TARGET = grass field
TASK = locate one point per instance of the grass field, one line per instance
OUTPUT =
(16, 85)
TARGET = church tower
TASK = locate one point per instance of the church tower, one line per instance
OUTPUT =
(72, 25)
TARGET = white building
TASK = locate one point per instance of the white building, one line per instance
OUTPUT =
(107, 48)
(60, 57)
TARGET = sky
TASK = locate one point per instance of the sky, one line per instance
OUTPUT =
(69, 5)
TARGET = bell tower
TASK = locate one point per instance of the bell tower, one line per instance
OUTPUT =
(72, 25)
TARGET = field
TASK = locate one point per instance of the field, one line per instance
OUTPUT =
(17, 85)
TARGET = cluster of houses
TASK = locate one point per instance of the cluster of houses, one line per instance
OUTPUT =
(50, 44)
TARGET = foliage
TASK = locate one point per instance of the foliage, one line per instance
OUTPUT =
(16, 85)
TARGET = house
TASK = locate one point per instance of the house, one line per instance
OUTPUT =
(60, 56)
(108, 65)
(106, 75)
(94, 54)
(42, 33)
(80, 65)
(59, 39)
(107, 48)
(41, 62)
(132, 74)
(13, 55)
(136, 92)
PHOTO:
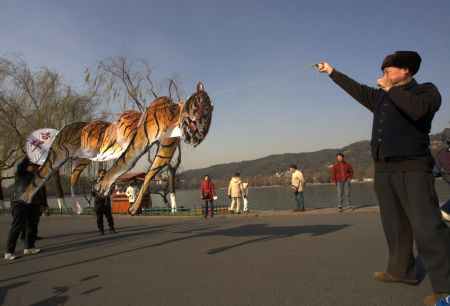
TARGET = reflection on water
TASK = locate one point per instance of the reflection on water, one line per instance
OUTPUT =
(281, 198)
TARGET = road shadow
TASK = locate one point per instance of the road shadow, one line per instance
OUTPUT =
(4, 290)
(263, 232)
(189, 230)
(59, 297)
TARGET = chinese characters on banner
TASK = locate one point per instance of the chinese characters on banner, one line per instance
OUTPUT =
(38, 144)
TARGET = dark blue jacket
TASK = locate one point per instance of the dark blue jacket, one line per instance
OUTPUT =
(402, 116)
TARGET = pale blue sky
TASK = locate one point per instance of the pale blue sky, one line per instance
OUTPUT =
(229, 44)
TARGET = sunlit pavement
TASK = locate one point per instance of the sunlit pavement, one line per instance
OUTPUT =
(257, 258)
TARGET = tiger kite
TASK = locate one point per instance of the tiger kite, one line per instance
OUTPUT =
(126, 139)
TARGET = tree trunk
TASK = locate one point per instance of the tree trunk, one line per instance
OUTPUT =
(59, 191)
(2, 197)
(171, 184)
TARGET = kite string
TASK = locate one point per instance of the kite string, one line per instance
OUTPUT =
(248, 84)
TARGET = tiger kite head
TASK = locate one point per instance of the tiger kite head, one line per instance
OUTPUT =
(196, 116)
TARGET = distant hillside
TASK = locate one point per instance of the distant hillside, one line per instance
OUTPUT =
(270, 170)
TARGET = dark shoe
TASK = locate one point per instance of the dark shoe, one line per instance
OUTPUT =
(389, 278)
(432, 299)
○ ○ ○ ○ ○
▶ _Problem to work on_: Write the records out once more, exactly as they appear, with no pictures.

▶ _Completed exercise_:
TARGET = grass field
TASK = locate one point per instance of the grass field, one line per instance
OUTPUT =
(16, 85)
TARGET = church tower
TASK = locate one point per instance of the church tower, one line per instance
OUTPUT =
(72, 25)
TARGET = white building
TASK = locate one point per instance of the white building, one line per instance
OUTPUT =
(107, 48)
(60, 57)
TARGET = sky
TASK = locate one point per instance of the sky, one line per instance
OUTPUT =
(69, 5)
TARGET = bell tower
TASK = locate one point per instance of the bell tower, one line per instance
OUTPUT =
(72, 25)
TARGET = field
TASK = locate one point per instance of the field, one line per instance
OUTPUT =
(17, 85)
TARGET = cluster of houses
TASK = locate one point per instance of the cluster of houses, one line per instance
OUTPUT =
(50, 44)
TARGET = foliage
TASK = locate one point per instance of the foliage, one line per instance
OUTPUT =
(16, 85)
TARGET = house
TASK = locate one point per instance of the house, one line per instance
OUTPUT =
(60, 56)
(108, 65)
(106, 75)
(94, 54)
(42, 33)
(80, 65)
(59, 39)
(107, 48)
(41, 62)
(132, 74)
(13, 55)
(136, 92)
PHOTO:
TARGET = reflection on water
TASK = locate one point per instance of the reflection on water, one line per instance
OUTPUT =
(281, 198)
TARGET = road shadow
TASK = locate one point per instance of the road shadow, one line per instance
OUTPUT =
(4, 290)
(263, 232)
(189, 230)
(59, 297)
TARGET = chinese characters on banner
TASK = locate one point per instance of the chinese characters on banner, one line per instance
OUTPUT =
(38, 144)
TARGET = dark blue jacket
TASK = locate one point per instance of the dark blue jacket, one line per instance
OUTPUT =
(402, 116)
TARGET = pale blue sky
TASK = locate one point per instance of the pale blue sky, one line per instance
OUTPUT =
(229, 44)
TARGET = sunlit pavement
TASK = locate one point per instance of the sunlit pavement, one line per instance
OUTPUT =
(257, 258)
TARGET = tiger kite
TASK = locate one point per instance of the tiger kite, one line per instance
OUTPUT =
(126, 139)
TARGET = tree trunk
TASK = locate one point per instance of the tree trunk, one line per instance
OUTPUT =
(59, 191)
(2, 197)
(171, 184)
TARGET = kite string
TASK = locate one point per instance of the kite string, one line per instance
OUTPUT =
(248, 84)
TARGET = tiger kite head
TASK = locate one point per instance of the tiger kite head, one line per instance
OUTPUT =
(196, 116)
TARGET = distant hillside
TASK = locate one point per instance of the distant hillside, one line per instance
OUTPUT =
(270, 170)
TARGET = dark shoe
TASK = locate one point per instance of the dark shoe, one line per instance
OUTPUT =
(389, 278)
(432, 299)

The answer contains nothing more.